TEXT SEGMENT:
The prescription total includes emergency fills for 35 community members who needed help after the storm.
“If someone came up and had a need, as long as we could verify that they did have a valid prescription, we could fill it under a humanitarian basis,” Dezellem explained.
The deployment was a change of pace for Dezellem, whose day-to-day work involves evaluating patients who are candidates for VA’s infusion services and helping to coordinate the care of those veterans.
“It’s kind of fun to get back to just the basics of helping people get what they need,” Dezellem said.
Cyparski’s usual work involves the management of anticoagulation, diabetes, hypertension, and hyperlipidemia in one of VA’s primary care clinics. He said he worked previously as a pharmacy technician and retail pharmacist but hadn’t been involved in dispensing for about four years before the deployment.

RECORDS SUPPLIED:
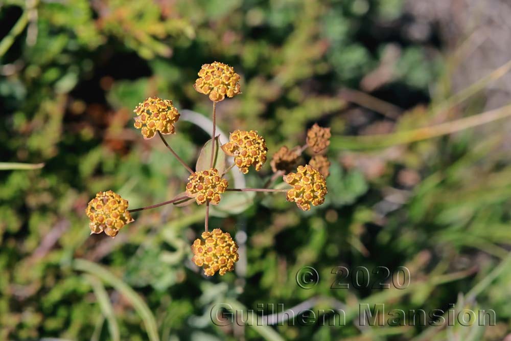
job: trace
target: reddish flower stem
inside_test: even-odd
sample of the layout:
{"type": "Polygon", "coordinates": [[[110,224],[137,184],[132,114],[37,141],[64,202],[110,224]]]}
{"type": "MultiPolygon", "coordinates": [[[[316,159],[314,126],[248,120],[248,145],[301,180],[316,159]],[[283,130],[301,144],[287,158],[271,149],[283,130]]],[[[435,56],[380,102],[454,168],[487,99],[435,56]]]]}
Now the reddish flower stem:
{"type": "Polygon", "coordinates": [[[176,152],[174,151],[174,149],[171,148],[170,146],[169,145],[169,144],[167,143],[167,141],[165,141],[165,138],[163,137],[163,135],[161,134],[161,133],[158,131],[158,135],[159,135],[160,139],[161,139],[161,141],[163,141],[163,143],[165,144],[165,146],[167,147],[167,148],[169,149],[169,150],[170,151],[170,152],[172,153],[174,155],[174,156],[176,157],[176,158],[177,158],[177,161],[179,161],[179,163],[180,163],[181,164],[183,165],[183,167],[186,168],[187,170],[190,172],[190,174],[193,173],[193,171],[192,170],[192,169],[190,168],[189,167],[188,167],[188,165],[187,165],[184,161],[183,161],[183,160],[182,158],[179,157],[179,156],[177,155],[176,152]]]}
{"type": "Polygon", "coordinates": [[[215,160],[215,133],[217,129],[217,102],[213,102],[213,132],[211,134],[211,161],[210,168],[213,168],[213,161],[215,160]]]}
{"type": "Polygon", "coordinates": [[[179,197],[179,198],[174,198],[172,200],[169,200],[168,201],[164,201],[163,202],[160,202],[159,203],[157,203],[154,205],[151,205],[150,206],[146,206],[145,207],[141,207],[140,209],[133,209],[133,210],[128,210],[128,212],[130,213],[133,212],[138,212],[139,211],[144,211],[145,210],[150,210],[151,209],[154,209],[157,207],[159,207],[160,206],[163,206],[164,205],[168,205],[169,203],[173,203],[176,201],[179,201],[180,200],[186,199],[188,197],[184,196],[179,197]]]}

EXERCISES TO COMPLETE:
1 - Transcribe the pharmacy deployment text, starting at "The deployment was" and ending at "of those veterans.".
2 - According to the pharmacy deployment text, how many community members received emergency fills after the storm?
3 - List everything that the pharmacy deployment text says Cyparski's usual work involves managing.

ANSWERS PER TASK:
1 -
The deployment was a change of pace for Dezellem, whose day-to-day work involves evaluating patients who are candidates for VA’s infusion services and helping to coordinate the care of those veterans.

2 - 35 community members.

3 - Anticoagulation, diabetes, hypertension, and hyperlipidemia.